**TEXTAUSSCHNITT**
Zusätzlich beinhaltet die Karte die Information, welche nächste Karte am Monatsende gezogen werden muss. Entweder ist eine einzelne Karte angegeben, die dann aus dem Geschichtenstapel gezogen wird, oder es gibt Alternativen. Diese beruhen entweder auf dem gewählten Spielmodus, sodass in einer kompetitiven Partie eine andere Karte gezogen werden muss als in einer kooperativen, oder sie beruhen auf dem aktuellen Erfolg der Spieler in dieser Partie. Dabei fordert die Karte dann, dass eine früherer Aufgabe bis dahin mindestens einmal erfüllt sein muss, um die eine neue Karte zu ziehen. Sollte die Aufgabe allerdings nicht erfüllt sein, muss eine andere Karte gezogen werden – und deren Aufgabe ist dann in der Regel etwas schwieriger (so sagt es zumindest die Spielregel). Das Ende eines Kapitels wird ebenfalls durch die Karten ausgelöst, denn es werden weitere Bedingung aufgestellt, die erfüllt sein müssen, bevor man die letzte Karte des Kapitel aufdecken darf. So kommt der Handlungsstrang zu einem Ende, doch die Geschichte bietet auch gleich einen neuen Cliffhanger, der die Lust auf das folgende Kapitel enorm steigert.

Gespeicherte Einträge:
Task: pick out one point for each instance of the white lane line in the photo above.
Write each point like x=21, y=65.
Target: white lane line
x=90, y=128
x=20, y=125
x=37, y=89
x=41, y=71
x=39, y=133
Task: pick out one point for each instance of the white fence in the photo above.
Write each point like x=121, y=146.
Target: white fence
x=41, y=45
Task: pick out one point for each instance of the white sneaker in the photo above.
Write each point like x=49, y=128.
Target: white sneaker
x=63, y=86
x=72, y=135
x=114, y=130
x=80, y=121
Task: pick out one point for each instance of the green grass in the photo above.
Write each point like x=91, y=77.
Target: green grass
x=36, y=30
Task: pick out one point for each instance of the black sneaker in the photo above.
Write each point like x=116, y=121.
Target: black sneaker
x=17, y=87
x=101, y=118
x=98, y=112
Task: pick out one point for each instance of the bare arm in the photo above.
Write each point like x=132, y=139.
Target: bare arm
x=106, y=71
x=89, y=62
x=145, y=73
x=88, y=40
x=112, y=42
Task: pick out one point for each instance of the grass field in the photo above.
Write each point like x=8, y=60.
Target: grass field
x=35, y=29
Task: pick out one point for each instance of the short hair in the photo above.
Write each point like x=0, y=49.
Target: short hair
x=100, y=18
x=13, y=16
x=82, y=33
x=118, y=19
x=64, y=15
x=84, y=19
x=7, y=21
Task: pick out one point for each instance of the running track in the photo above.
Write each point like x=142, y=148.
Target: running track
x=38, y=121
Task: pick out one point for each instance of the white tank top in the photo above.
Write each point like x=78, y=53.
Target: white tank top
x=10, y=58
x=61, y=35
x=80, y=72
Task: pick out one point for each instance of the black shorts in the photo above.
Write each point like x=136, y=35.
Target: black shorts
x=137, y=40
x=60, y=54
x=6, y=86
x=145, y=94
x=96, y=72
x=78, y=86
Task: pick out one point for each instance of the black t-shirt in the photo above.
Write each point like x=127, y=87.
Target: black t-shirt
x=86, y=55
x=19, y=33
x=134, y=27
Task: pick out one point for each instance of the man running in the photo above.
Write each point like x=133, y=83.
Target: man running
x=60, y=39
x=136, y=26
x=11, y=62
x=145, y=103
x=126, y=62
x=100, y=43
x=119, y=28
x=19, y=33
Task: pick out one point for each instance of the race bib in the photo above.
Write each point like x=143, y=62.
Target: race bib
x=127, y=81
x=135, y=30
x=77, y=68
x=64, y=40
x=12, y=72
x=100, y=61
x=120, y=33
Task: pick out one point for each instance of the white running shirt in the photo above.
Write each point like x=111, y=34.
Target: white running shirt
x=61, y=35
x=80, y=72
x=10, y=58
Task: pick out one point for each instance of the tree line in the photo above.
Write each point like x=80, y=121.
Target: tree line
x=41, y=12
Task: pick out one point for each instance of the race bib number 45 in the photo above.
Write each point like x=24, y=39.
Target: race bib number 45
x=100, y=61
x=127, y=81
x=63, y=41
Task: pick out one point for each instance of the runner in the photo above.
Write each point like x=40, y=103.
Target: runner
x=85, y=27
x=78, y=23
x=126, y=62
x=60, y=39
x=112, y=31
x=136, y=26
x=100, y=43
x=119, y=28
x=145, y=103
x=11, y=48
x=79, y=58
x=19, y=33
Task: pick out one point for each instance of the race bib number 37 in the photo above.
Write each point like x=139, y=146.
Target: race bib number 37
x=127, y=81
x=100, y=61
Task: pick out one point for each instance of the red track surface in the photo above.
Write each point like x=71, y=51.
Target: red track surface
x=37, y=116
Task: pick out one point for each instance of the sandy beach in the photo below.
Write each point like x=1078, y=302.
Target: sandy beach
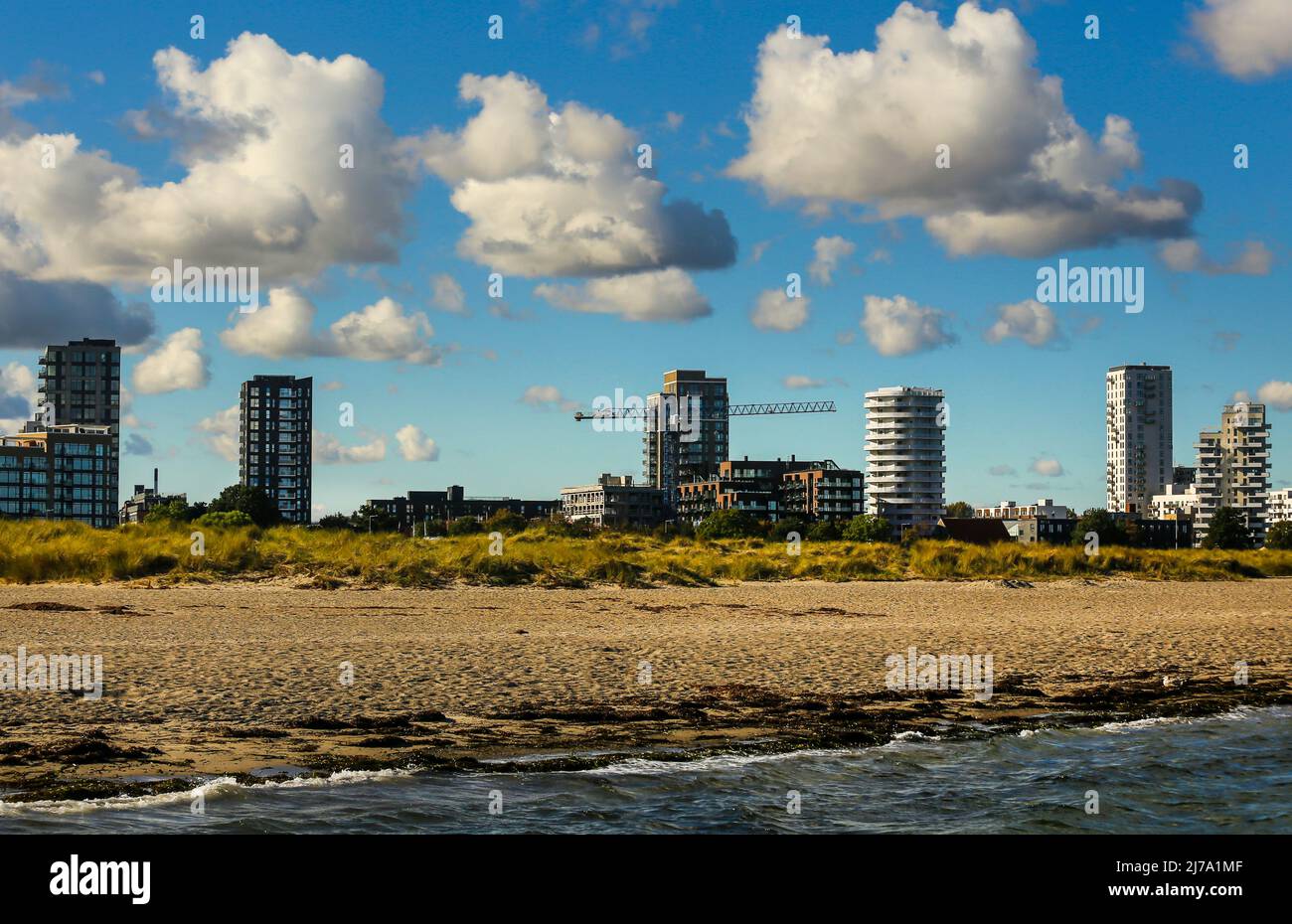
x=266, y=678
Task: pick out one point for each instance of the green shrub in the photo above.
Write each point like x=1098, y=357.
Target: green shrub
x=224, y=519
x=728, y=525
x=867, y=529
x=1279, y=536
x=825, y=532
x=465, y=527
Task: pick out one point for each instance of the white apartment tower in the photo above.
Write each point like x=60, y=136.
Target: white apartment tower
x=1138, y=425
x=905, y=456
x=1234, y=469
x=1280, y=506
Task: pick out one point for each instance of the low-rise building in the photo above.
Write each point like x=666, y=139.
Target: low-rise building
x=61, y=472
x=823, y=493
x=1046, y=508
x=1179, y=502
x=420, y=508
x=614, y=501
x=1280, y=506
x=145, y=499
x=773, y=489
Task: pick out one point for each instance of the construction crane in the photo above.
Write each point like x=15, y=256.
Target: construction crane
x=732, y=409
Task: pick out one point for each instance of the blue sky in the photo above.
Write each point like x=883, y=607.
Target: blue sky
x=680, y=77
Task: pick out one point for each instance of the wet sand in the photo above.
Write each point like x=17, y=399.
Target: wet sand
x=266, y=678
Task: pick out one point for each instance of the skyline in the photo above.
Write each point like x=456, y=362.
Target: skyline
x=1030, y=402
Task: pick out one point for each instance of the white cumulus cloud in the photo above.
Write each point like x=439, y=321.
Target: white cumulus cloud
x=663, y=295
x=1029, y=321
x=414, y=445
x=258, y=136
x=447, y=293
x=775, y=310
x=1277, y=394
x=898, y=326
x=177, y=365
x=1248, y=38
x=330, y=451
x=560, y=192
x=284, y=327
x=220, y=433
x=827, y=254
x=1025, y=179
x=1187, y=256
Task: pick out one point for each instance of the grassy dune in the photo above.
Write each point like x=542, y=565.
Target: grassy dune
x=38, y=550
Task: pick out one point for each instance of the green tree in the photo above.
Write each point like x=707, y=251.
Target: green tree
x=1098, y=521
x=250, y=501
x=728, y=525
x=867, y=529
x=1227, y=530
x=1279, y=536
x=370, y=519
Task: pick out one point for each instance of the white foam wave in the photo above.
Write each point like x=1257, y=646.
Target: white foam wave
x=211, y=789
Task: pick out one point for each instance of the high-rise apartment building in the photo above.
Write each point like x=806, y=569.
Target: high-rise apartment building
x=60, y=472
x=1138, y=426
x=1234, y=469
x=81, y=385
x=274, y=445
x=905, y=456
x=1280, y=506
x=686, y=433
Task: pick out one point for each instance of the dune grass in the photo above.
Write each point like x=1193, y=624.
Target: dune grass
x=39, y=550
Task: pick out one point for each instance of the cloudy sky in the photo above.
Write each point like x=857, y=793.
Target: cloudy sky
x=915, y=166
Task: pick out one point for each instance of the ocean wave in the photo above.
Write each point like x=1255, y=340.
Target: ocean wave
x=723, y=761
x=211, y=789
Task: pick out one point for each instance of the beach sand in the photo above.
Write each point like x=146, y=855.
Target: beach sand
x=241, y=678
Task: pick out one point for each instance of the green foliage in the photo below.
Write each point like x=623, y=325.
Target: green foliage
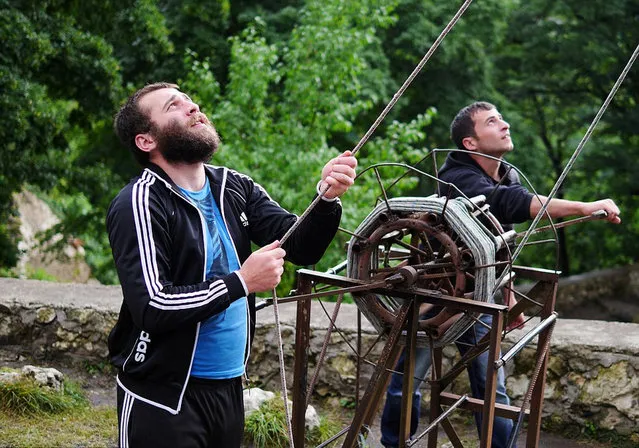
x=26, y=397
x=292, y=83
x=86, y=426
x=266, y=427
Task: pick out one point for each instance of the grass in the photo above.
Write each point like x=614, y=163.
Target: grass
x=32, y=416
x=266, y=427
x=26, y=397
x=86, y=427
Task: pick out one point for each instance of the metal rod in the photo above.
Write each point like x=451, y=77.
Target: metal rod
x=435, y=422
x=335, y=437
x=599, y=214
x=525, y=340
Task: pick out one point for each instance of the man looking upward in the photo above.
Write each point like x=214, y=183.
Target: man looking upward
x=480, y=130
x=181, y=235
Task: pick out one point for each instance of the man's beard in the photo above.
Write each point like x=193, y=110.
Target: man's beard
x=180, y=144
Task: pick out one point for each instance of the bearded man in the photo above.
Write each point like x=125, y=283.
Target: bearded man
x=181, y=235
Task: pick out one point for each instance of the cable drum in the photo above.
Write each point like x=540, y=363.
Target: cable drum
x=434, y=243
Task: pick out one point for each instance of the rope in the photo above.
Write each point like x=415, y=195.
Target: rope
x=323, y=191
x=387, y=109
x=280, y=353
x=577, y=152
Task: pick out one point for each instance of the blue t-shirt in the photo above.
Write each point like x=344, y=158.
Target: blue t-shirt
x=221, y=342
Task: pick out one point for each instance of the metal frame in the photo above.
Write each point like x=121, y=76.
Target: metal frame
x=406, y=324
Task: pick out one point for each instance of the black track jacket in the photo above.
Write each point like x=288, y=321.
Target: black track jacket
x=509, y=201
x=158, y=242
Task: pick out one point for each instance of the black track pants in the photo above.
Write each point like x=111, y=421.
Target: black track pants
x=212, y=416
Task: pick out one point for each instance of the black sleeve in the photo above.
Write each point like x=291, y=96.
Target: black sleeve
x=509, y=203
x=140, y=241
x=269, y=221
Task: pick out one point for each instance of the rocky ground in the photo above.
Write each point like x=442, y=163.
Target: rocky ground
x=98, y=382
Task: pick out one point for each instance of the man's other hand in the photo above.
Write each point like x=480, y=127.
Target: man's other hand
x=608, y=205
x=262, y=270
x=339, y=174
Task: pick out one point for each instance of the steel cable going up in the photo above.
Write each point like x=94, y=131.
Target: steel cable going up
x=577, y=152
x=361, y=143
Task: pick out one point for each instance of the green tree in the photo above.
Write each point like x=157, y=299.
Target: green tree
x=283, y=103
x=51, y=75
x=557, y=65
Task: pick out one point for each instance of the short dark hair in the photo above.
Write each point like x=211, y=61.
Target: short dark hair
x=463, y=125
x=131, y=120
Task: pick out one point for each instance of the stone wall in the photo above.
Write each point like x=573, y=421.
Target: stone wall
x=593, y=376
x=608, y=294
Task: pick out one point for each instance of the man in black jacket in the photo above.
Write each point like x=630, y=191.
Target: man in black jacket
x=181, y=237
x=480, y=130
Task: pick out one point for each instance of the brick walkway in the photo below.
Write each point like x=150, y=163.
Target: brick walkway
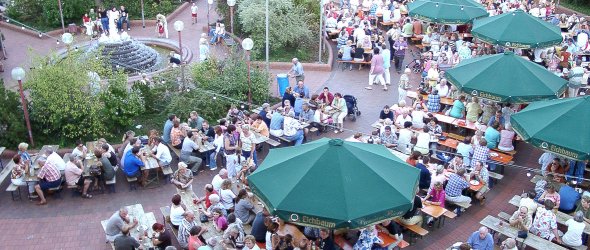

**AUFGABENZIEL**
Worauf beruhen laut Textausschnitt die Alternativen, wenn eine Karte nicht nur eine einzelne nächste Karte angibt?

**LÖSUNG**
Entweder auf dem gewählten Spielmodus (kompetitiv oder kooperativ) oder auf dem aktuellen Erfolg der Spieler in dieser Partie.